**The records**:
------------------------
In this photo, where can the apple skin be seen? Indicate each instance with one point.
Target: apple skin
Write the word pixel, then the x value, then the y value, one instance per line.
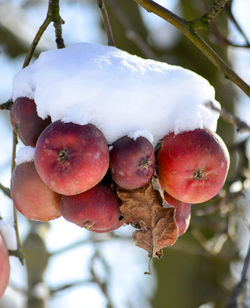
pixel 31 196
pixel 25 121
pixel 97 209
pixel 71 158
pixel 132 162
pixel 193 165
pixel 4 266
pixel 182 213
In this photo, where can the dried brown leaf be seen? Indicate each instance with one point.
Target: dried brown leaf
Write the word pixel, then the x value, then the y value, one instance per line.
pixel 143 209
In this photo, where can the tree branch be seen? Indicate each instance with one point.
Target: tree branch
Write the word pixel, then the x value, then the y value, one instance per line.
pixel 187 29
pixel 106 21
pixel 204 21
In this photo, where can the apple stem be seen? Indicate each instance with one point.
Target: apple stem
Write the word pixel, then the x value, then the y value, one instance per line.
pixel 198 174
pixel 63 155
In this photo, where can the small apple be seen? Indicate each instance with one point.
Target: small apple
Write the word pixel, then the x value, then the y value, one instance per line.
pixel 31 196
pixel 182 213
pixel 25 121
pixel 97 209
pixel 4 266
pixel 71 158
pixel 132 162
pixel 193 165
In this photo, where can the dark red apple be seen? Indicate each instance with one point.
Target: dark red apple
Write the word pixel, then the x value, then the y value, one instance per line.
pixel 182 213
pixel 71 158
pixel 132 162
pixel 192 165
pixel 31 196
pixel 4 266
pixel 25 121
pixel 97 209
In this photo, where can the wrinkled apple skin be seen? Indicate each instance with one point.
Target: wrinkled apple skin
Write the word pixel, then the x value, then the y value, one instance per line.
pixel 132 162
pixel 31 196
pixel 182 213
pixel 193 165
pixel 71 158
pixel 97 209
pixel 25 121
pixel 4 266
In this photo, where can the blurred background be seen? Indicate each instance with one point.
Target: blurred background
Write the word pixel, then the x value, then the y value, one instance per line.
pixel 70 267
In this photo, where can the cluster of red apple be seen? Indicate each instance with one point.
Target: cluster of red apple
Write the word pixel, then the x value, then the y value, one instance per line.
pixel 75 173
pixel 73 169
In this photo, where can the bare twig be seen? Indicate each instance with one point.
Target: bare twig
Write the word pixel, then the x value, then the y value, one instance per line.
pixel 204 21
pixel 106 21
pixel 228 10
pixel 187 29
pixel 230 118
pixel 52 15
pixel 233 300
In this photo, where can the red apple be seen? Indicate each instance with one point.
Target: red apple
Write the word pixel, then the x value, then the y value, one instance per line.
pixel 31 196
pixel 132 162
pixel 182 213
pixel 71 158
pixel 192 165
pixel 25 121
pixel 4 266
pixel 97 209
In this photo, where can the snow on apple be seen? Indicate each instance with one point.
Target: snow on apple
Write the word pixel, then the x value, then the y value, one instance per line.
pixel 117 92
pixel 103 122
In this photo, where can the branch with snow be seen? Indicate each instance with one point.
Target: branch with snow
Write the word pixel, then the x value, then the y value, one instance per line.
pixel 187 29
pixel 106 21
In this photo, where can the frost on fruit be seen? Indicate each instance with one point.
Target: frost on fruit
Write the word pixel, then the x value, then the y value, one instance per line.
pixel 142 208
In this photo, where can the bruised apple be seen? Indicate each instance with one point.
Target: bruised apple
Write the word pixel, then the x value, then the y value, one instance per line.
pixel 4 266
pixel 132 162
pixel 25 121
pixel 97 209
pixel 193 165
pixel 182 213
pixel 71 158
pixel 31 196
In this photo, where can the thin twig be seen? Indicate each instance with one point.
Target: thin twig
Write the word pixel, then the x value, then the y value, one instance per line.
pixel 204 21
pixel 107 23
pixel 5 190
pixel 54 15
pixel 228 10
pixel 233 300
pixel 230 118
pixel 186 28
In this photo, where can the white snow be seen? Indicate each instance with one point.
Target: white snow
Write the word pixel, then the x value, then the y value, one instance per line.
pixel 8 233
pixel 118 92
pixel 25 154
------------------------
**Set task**:
Reproduce the records word for word, starting at the line that contains "In this photo, where can the white" and ending at the final line of the records.

**Exercise output**:
In this photo, where can the white snow be seen? Indicate each instance with one point.
Target: white snow
Write the word pixel, then the x value, then the y value, one instance per line.
pixel 8 233
pixel 118 92
pixel 25 154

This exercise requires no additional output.